* Work instructions *
Within the entries below, please retype exactly the lines starting with the line that has "the red window" and going on through the line that has "the red sign", but not the pictures.

* Source material *
▼

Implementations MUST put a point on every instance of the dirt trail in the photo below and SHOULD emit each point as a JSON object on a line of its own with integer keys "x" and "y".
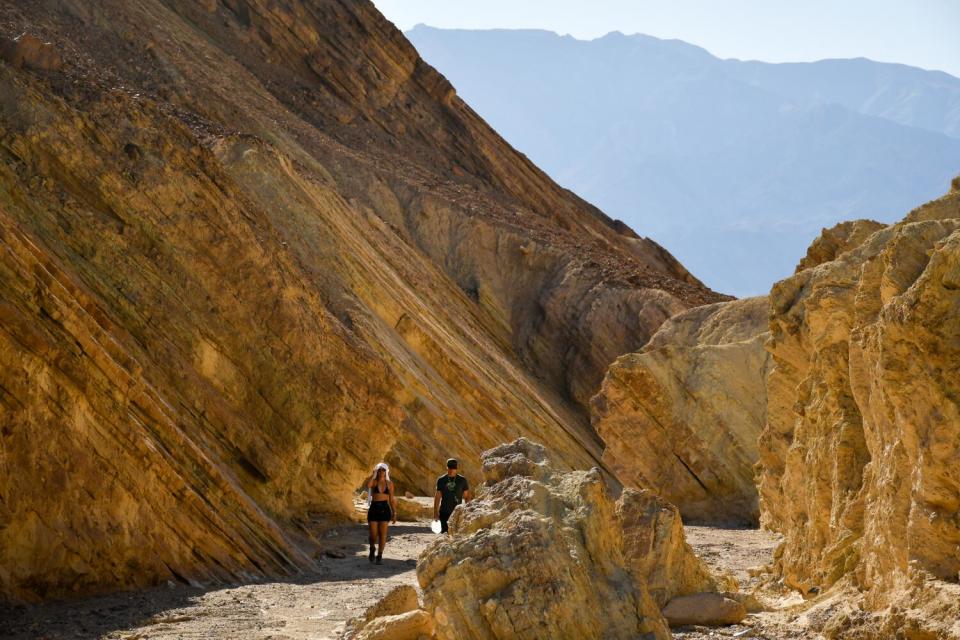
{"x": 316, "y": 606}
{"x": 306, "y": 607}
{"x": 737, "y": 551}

▲
▼

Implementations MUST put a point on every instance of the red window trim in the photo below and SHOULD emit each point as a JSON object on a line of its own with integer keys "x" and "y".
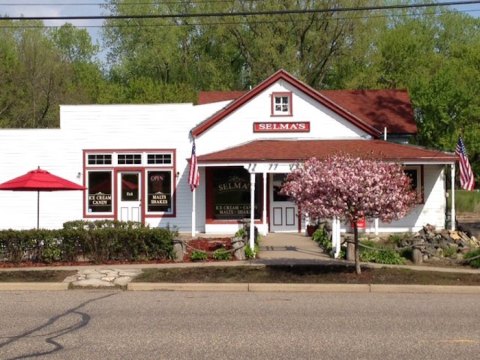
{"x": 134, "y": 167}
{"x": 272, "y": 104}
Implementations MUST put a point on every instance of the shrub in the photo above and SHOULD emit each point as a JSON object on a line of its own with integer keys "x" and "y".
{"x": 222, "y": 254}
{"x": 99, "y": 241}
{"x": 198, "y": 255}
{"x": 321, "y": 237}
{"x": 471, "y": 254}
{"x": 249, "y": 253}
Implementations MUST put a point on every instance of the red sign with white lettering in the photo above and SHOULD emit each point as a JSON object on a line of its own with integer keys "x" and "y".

▲

* Reply to the exercise *
Implementations MUST put a point on every instance of the red window trim in the photo below and SHOULD emit each point as a JSON object on a line of its own with integer keys "x" and "y".
{"x": 134, "y": 167}
{"x": 272, "y": 104}
Implementations MUST put a point on every instance of the shrub in the photo above and SHOULD emit each point as a JSON object on a line of its own with integer keys "x" and "y".
{"x": 222, "y": 254}
{"x": 99, "y": 241}
{"x": 198, "y": 255}
{"x": 321, "y": 237}
{"x": 471, "y": 254}
{"x": 249, "y": 253}
Implementations MUST put a point on every instance of the red sign with white lettering in the photo above and SHOULD emit each point as a JSON object on a line of its own with integer keys "x" and "y".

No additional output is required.